Recorded data
Start of Block

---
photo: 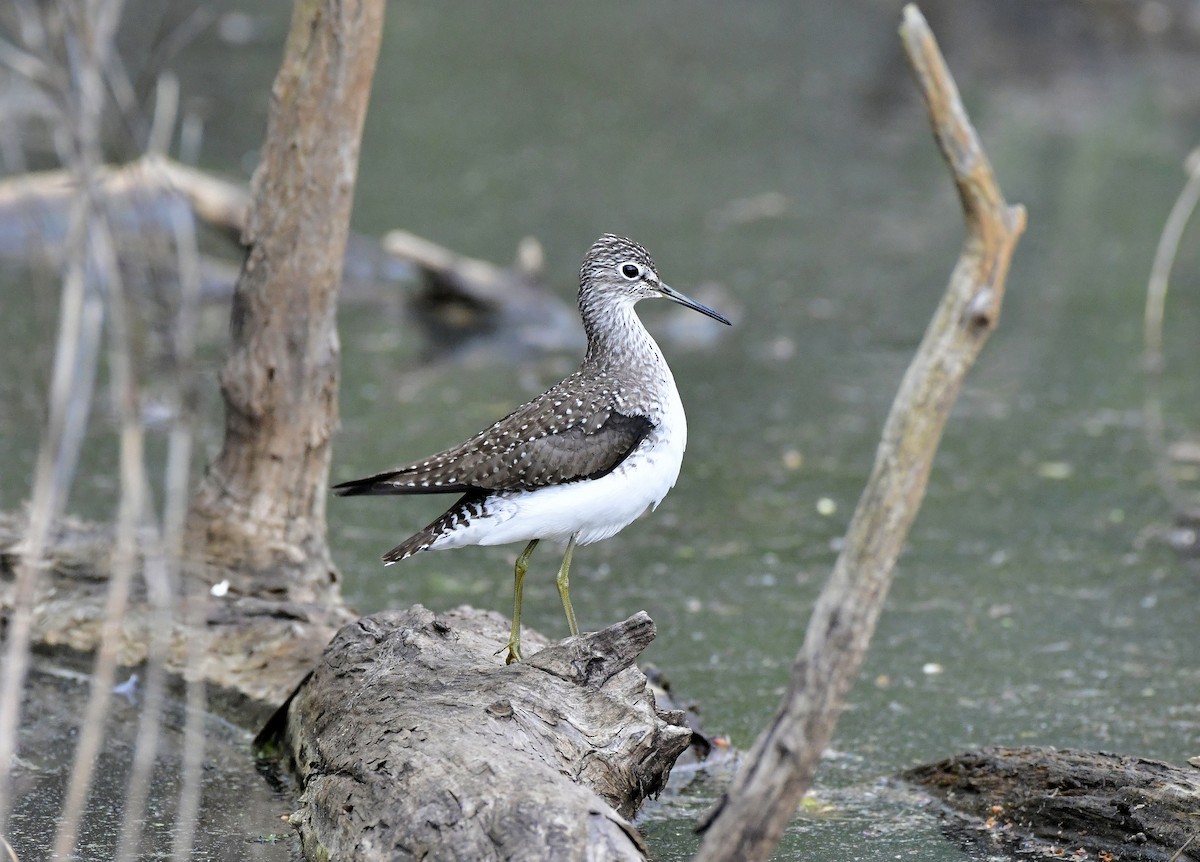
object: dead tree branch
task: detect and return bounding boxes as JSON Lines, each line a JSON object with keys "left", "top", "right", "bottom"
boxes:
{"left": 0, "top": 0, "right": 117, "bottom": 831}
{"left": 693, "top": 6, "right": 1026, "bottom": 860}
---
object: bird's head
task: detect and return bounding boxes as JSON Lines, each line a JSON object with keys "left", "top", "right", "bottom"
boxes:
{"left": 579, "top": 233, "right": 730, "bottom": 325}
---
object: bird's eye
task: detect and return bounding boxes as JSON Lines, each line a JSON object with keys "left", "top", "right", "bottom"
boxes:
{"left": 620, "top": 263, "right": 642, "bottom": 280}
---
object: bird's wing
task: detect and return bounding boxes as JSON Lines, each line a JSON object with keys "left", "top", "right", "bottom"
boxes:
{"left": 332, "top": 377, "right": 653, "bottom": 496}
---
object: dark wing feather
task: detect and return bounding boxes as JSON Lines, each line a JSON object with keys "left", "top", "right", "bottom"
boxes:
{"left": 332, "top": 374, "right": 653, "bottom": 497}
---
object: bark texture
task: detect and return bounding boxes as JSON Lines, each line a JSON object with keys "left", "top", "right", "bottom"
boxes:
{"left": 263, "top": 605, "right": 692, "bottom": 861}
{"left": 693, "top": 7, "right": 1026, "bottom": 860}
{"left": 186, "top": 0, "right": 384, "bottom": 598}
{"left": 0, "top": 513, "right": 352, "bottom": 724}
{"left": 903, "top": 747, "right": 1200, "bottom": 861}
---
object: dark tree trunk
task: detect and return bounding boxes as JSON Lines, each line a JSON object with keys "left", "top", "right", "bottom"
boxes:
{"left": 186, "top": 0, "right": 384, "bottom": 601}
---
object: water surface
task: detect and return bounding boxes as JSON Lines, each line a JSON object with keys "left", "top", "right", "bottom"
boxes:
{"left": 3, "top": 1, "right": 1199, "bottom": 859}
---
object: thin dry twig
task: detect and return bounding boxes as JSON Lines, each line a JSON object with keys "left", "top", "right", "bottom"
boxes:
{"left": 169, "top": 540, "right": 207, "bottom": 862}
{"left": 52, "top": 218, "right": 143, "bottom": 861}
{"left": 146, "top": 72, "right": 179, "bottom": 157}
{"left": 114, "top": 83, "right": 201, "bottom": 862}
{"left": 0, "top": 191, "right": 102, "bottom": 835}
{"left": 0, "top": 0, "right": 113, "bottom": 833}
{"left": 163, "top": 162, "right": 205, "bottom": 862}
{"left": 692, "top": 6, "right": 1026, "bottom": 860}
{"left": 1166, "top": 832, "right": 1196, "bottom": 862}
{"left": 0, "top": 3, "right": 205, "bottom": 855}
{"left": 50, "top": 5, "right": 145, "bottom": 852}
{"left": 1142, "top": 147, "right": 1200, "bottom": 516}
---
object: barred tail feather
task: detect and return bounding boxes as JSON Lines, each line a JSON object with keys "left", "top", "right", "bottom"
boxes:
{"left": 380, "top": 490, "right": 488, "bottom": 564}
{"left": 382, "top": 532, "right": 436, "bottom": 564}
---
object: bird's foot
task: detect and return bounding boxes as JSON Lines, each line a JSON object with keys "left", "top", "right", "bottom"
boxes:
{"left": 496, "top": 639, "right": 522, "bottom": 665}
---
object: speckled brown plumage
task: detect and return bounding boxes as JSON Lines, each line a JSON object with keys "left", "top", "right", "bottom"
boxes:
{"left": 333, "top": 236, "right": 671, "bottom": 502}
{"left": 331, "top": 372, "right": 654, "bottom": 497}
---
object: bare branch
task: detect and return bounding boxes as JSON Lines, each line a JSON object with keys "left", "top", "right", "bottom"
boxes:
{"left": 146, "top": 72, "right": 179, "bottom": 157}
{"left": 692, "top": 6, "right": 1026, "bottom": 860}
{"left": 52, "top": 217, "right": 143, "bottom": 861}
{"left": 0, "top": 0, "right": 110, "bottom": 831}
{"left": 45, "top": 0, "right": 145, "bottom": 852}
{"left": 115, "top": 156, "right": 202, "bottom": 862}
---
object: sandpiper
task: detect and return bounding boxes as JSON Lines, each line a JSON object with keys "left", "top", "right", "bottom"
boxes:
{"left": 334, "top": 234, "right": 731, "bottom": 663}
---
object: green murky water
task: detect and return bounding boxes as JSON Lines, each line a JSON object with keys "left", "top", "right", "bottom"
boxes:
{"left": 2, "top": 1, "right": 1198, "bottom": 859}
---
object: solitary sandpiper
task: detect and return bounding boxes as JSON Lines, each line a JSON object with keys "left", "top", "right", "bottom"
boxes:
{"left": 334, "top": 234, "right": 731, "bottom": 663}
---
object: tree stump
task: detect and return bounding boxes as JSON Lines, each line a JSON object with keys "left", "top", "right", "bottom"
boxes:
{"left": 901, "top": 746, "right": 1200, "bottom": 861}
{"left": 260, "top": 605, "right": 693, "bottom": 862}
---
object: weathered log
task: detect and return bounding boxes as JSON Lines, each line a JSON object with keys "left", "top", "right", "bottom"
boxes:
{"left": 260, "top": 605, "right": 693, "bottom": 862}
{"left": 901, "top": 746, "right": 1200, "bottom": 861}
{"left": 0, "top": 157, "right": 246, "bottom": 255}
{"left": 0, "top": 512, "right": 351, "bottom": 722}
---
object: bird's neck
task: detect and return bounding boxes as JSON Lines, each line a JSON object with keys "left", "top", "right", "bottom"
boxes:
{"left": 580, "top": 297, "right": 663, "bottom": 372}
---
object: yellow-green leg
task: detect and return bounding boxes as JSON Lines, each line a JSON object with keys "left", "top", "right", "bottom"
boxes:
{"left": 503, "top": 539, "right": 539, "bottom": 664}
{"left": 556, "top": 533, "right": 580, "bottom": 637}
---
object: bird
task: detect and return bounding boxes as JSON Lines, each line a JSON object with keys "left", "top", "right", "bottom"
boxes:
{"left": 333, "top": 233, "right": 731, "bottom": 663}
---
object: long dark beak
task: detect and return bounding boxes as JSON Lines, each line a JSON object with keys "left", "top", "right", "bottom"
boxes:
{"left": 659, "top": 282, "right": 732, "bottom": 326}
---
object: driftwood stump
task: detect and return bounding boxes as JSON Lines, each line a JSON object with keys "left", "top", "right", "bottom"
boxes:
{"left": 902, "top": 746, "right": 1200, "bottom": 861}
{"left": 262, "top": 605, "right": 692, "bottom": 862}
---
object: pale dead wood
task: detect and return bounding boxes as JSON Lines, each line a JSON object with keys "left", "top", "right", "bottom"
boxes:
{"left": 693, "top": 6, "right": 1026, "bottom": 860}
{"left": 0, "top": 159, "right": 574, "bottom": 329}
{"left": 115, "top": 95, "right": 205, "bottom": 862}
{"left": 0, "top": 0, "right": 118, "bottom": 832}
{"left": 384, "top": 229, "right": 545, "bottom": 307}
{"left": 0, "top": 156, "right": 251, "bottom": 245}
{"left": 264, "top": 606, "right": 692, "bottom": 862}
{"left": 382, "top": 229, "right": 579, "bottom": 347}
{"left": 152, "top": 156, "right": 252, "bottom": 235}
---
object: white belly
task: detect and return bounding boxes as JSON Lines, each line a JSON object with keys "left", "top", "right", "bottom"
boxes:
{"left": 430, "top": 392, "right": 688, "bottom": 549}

End of Block

From the records above, pull every line that carries the word "feather".

object: dark wing feather
object: barred tail feather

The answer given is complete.